Records in a dataset

>> Start

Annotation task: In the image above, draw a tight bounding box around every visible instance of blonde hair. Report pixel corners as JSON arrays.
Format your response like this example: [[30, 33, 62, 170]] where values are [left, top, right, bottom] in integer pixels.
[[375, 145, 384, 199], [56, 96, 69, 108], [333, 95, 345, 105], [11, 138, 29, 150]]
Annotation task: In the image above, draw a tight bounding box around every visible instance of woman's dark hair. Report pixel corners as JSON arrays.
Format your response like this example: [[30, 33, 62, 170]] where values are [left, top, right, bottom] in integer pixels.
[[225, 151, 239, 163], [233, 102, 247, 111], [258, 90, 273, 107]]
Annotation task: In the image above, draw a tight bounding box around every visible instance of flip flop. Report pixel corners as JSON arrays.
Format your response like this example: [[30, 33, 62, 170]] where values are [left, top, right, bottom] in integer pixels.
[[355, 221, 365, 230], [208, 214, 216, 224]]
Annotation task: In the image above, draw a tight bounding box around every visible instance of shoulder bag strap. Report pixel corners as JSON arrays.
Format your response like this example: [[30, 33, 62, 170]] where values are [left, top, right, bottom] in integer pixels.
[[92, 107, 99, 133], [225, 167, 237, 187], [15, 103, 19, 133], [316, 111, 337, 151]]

>> End
>> Start

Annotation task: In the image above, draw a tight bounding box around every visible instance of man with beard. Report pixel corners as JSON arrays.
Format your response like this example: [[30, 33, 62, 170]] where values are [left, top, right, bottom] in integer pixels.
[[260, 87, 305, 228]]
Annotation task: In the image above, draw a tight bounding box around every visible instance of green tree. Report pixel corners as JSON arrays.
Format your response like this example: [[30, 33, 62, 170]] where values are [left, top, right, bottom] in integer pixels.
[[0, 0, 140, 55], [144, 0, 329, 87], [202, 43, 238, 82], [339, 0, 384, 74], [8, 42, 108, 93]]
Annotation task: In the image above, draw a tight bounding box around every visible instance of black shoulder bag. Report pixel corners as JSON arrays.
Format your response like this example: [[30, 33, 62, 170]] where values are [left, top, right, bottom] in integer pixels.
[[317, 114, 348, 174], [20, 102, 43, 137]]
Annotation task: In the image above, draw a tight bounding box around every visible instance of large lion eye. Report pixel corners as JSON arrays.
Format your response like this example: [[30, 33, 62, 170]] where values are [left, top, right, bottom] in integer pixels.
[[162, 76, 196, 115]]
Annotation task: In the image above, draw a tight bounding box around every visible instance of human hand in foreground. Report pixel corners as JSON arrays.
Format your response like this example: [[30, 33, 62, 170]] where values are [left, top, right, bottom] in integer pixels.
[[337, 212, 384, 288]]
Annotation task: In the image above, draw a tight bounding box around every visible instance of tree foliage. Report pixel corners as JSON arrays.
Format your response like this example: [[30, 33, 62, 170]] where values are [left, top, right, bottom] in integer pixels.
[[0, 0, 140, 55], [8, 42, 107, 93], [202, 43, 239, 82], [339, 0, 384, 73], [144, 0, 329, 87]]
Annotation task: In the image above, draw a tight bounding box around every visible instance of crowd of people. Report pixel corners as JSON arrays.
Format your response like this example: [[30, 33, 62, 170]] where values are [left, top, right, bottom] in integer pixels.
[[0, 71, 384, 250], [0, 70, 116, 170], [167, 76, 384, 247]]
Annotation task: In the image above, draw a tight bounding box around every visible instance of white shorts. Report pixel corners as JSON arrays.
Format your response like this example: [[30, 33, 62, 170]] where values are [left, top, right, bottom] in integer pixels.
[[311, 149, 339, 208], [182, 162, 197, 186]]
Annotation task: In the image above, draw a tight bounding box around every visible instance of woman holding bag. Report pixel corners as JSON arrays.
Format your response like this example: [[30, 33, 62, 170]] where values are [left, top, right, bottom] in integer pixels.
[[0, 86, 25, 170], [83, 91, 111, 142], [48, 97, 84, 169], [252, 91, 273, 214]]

>> End

(TO DO) Could you arrange the lines of the material, from the line with "people. Report pixel corners as JSON arrays." to the line with "76, 384, 247]]", both included, as a JSON list of strings with one string per line and no blank lines?

(OUTPUT FOR THIS EXERCISE)
[
  "Annotation task: In the image above, draw a tight bounding box around every visible instance of crowd of people. Report pixel corners as JSON arrays.",
  "Format your response like this example: [[30, 33, 62, 170]] where values are [left, top, right, bottom] in integer pixels.",
  "[[0, 71, 384, 250], [0, 70, 116, 170], [167, 76, 384, 247]]"
]